* [DIRECTIVE A]: Decide whether each statement agrees with the interview, answering yes or no and quoting the deciding words: (i) Hamann was working as a TV reporter at Discovery Park when he spotted the gravestone. (ii) The research and writing took about the two years first planned. (iii) From the start, Hamann expected Congress to demand that the Army reopen the case.

** start PASSAGE TO READ **

Jack Hamann was a TV reporter on assignment at Discovery Park when he noticed the gravestone of a WWII Italian soldier lynched at Fort Lawton. Upon learning that a suspicious verdict found African Americans guilty of the crime, Hamann began the history-making investigation recounted in his book, On American Soil, which he’ll read from March 6 in the Suzzallo Library at UW.
Why would you say this story was so under the radar? In part it was because—as now everyone has admitted, including the U.S. Army and Congress—the army kept top-secret information that would’ve dismissed all of the charges against these men. Much of it has to do with the fact that we were at war, and at the expediency of war we were looking for quick justice. If that sounds familiar to issues and concerns we have today, it certainly is. In that environment of fear and finding easy targets of people who are either minority or [from] a different religion or country, it became expected for people to believe stories that maybe really in retrospect didn’t add up.
What was your goal when you started researching—did you imagine that Congress would demand that the Army reopen the case? Oh, we had no idea! We couldn’t have been more shocked when we uncovered this army report that essentially put a lie to the whole prosecution—it was just part of this mountain of raw data we were sifting through. Suddenly [my wife Leslie] grabbed me and goes, Oh, my god. The army’s highest court spent 13 months vetting this. One of the lawyers called me and said, ‘I had to go into the library, the archives, and everywhere you went to check each and every detail of what you had found.’ We told our publisher we thought it would take about a year to do the research and a year to write. It ended up taking more than twice that.

** end PASSAGE TO READ **
** start RECORDED DATA **

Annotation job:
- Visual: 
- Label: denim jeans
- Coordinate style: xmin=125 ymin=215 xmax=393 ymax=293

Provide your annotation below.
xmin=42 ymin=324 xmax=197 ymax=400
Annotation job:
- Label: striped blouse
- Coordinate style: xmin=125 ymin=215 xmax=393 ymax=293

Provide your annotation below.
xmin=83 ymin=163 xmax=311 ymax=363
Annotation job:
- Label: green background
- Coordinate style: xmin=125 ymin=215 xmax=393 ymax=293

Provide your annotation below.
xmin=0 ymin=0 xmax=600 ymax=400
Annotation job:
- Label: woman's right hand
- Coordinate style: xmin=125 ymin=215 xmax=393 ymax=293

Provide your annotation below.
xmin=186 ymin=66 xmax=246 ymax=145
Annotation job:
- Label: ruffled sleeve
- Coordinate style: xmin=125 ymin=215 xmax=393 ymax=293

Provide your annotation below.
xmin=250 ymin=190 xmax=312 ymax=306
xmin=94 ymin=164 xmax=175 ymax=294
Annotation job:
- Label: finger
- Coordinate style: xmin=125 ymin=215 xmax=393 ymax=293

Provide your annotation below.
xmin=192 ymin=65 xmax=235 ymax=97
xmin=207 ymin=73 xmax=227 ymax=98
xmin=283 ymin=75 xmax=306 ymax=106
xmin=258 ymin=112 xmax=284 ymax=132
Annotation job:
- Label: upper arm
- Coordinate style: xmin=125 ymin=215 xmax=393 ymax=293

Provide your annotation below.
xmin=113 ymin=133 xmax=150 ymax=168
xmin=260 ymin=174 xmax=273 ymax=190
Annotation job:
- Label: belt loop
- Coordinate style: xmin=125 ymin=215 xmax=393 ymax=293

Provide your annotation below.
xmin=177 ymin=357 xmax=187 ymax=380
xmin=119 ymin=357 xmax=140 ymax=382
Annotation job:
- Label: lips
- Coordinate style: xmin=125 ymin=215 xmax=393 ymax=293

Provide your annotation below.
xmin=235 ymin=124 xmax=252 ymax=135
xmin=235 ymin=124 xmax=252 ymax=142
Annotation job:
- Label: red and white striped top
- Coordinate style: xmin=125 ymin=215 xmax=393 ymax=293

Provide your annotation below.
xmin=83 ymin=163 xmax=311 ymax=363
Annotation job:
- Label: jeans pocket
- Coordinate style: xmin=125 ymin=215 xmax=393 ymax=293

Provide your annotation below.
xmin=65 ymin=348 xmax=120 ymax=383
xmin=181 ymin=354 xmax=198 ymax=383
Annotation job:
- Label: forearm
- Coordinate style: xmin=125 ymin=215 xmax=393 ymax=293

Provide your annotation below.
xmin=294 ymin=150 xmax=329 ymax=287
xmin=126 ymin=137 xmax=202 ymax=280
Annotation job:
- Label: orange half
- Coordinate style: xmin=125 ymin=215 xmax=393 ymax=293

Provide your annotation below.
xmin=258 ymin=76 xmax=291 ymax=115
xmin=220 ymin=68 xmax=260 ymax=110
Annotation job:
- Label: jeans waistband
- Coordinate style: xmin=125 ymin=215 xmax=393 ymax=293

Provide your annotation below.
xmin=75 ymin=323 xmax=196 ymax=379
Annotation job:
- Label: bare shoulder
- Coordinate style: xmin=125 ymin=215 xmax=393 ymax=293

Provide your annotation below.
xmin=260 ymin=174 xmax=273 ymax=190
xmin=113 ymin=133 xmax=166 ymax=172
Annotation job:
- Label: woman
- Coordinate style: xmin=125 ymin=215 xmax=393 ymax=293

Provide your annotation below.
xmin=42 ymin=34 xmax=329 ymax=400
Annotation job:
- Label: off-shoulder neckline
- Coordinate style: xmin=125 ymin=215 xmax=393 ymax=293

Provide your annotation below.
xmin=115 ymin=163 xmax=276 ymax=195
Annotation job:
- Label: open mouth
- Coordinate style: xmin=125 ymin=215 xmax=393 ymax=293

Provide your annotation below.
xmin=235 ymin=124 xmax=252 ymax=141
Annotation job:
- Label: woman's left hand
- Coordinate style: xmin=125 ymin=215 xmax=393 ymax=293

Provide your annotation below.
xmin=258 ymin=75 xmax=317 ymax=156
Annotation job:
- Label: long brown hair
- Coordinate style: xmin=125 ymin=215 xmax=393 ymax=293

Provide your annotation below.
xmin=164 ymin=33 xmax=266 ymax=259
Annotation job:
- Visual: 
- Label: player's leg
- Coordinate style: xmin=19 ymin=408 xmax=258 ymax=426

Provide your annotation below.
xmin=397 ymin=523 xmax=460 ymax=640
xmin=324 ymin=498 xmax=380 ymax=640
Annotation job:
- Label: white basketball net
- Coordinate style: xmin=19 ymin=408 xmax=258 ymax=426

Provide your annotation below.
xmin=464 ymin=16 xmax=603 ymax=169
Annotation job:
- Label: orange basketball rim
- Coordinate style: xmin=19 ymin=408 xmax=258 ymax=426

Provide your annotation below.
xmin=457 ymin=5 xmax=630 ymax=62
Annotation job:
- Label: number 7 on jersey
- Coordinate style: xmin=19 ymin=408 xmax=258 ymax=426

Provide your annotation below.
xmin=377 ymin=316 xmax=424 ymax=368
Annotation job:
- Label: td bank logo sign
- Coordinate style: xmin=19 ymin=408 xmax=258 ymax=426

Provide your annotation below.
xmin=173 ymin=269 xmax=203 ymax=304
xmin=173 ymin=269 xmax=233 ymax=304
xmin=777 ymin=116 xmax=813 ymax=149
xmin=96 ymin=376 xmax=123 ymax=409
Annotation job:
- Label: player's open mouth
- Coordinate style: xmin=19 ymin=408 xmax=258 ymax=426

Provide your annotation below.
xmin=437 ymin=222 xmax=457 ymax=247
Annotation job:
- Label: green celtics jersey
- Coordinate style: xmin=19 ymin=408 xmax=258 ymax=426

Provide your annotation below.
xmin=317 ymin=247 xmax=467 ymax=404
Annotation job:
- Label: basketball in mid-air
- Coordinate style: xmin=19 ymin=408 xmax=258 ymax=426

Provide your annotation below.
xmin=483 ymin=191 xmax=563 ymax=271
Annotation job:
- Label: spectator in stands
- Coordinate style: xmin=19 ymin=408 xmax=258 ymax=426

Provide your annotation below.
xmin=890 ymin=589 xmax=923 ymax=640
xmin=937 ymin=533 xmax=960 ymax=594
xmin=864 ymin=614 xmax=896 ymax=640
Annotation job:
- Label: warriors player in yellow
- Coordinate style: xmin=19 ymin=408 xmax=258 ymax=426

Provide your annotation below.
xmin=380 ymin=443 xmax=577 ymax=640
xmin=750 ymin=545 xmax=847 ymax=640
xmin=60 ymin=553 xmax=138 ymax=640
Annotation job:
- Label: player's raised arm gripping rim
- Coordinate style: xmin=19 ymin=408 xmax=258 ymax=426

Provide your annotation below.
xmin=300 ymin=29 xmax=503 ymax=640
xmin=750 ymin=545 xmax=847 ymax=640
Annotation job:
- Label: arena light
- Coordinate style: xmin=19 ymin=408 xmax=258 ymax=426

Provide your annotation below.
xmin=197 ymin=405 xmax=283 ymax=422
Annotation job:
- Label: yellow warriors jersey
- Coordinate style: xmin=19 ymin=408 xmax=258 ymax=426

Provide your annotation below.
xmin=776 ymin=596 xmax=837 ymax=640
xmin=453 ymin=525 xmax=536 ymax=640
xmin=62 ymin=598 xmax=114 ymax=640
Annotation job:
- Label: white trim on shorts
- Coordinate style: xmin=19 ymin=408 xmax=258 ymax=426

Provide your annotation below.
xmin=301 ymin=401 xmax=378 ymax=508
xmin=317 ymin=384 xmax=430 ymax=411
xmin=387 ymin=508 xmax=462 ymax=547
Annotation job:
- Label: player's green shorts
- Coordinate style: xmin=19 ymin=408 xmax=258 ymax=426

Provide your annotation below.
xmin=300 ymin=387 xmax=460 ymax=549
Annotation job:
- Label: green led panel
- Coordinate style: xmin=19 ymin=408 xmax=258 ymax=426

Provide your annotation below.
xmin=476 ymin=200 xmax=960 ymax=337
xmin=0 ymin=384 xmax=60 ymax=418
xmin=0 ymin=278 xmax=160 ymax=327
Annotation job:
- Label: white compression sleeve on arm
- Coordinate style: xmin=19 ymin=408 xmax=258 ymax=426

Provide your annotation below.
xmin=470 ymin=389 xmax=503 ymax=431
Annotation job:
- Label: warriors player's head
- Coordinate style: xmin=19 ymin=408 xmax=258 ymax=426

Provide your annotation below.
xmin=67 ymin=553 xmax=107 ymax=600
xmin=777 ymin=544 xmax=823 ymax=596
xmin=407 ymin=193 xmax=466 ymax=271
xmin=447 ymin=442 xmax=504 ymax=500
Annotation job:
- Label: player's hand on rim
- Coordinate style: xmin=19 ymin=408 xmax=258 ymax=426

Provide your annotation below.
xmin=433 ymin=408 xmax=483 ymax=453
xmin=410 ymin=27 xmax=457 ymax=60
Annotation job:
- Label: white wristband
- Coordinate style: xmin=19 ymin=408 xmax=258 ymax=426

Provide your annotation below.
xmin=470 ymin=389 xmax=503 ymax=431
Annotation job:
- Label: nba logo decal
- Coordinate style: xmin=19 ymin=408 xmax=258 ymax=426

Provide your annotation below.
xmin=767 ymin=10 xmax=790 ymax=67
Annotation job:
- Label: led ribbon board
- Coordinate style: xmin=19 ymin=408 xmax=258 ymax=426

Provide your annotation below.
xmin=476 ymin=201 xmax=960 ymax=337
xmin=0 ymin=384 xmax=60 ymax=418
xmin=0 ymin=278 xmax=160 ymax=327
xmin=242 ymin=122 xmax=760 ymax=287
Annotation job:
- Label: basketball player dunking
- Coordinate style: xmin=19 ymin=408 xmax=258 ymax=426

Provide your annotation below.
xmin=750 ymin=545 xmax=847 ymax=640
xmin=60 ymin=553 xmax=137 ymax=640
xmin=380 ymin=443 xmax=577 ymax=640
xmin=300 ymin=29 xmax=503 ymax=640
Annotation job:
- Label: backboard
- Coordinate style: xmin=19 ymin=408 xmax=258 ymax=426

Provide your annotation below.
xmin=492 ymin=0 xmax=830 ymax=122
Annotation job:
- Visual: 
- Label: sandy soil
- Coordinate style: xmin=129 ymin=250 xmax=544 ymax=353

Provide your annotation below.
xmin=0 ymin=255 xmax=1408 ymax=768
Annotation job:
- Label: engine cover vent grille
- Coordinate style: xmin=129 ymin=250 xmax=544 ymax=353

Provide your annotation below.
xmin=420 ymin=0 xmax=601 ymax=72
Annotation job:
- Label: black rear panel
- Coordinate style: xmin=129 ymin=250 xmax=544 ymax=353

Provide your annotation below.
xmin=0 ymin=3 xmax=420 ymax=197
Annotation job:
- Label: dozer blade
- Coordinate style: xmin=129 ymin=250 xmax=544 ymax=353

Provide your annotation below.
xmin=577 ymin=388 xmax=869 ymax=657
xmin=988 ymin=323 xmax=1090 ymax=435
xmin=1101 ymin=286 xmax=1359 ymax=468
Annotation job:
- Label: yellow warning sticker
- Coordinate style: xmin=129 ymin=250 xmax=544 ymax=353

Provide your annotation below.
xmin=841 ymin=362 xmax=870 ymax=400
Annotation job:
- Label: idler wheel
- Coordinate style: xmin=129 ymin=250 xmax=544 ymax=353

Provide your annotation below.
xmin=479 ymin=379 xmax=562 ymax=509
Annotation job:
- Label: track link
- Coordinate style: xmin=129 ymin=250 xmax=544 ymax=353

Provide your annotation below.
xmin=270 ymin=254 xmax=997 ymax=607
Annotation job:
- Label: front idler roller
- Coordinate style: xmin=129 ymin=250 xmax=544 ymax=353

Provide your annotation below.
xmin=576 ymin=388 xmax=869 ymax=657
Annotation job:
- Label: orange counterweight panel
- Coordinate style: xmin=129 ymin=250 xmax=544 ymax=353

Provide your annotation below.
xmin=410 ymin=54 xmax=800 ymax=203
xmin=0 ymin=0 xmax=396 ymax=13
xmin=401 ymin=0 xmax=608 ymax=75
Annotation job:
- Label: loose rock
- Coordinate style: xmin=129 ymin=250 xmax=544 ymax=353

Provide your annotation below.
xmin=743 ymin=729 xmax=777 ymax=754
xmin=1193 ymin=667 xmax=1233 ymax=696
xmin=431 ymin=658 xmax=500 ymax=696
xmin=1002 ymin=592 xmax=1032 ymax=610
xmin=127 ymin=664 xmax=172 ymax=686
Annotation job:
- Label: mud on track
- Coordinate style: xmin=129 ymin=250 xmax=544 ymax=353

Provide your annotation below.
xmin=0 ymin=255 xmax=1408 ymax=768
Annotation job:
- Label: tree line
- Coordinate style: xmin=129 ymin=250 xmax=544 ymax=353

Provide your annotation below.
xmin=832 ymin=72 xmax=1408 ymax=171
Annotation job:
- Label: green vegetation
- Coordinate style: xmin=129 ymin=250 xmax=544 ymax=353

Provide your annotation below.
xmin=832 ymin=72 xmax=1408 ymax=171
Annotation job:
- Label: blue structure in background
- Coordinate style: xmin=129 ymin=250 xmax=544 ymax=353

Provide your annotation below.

** end RECORDED DATA **

* [DIRECTIVE B]: Scale the listing from its first line through the line that contains "xmin=94 ymin=164 xmax=175 ymax=294", inclusive, writing every line out again with the requests included. Multiply each coordinate in the answers by 1.65 and round to whole numbers with halves going up, leaving the requests and their format samples unchanged.

* [COMPLETE OUTPUT A]:
(i) Yes: "Jack Hamann was a TV reporter on assignment at Discovery Park when he noticed the gravestone of a WWII Italian soldier lynched at Fort Lawton."
(ii) No: "It ended up taking more than twice that."
(iii) No: "Oh, we had no idea!"

* [COMPLETE OUTPUT B]:
Annotation job:
- Visual: 
- Label: denim jeans
- Coordinate style: xmin=125 ymin=215 xmax=393 ymax=293

Provide your annotation below.
xmin=69 ymin=535 xmax=325 ymax=660
Annotation job:
- Label: striped blouse
- Coordinate style: xmin=125 ymin=215 xmax=393 ymax=293

Provide your annotation below.
xmin=137 ymin=269 xmax=513 ymax=599
Annotation job:
- Label: green background
- Coordinate style: xmin=125 ymin=215 xmax=393 ymax=293

Provide your annotation below.
xmin=0 ymin=0 xmax=990 ymax=660
Annotation job:
- Label: woman's right hand
- Coordinate style: xmin=125 ymin=215 xmax=393 ymax=293

Provide your annotation below.
xmin=307 ymin=109 xmax=406 ymax=239
Annotation job:
- Label: ruffled sleeve
- Coordinate style: xmin=125 ymin=215 xmax=393 ymax=293

Provide your annotation below.
xmin=413 ymin=314 xmax=515 ymax=505
xmin=155 ymin=271 xmax=289 ymax=485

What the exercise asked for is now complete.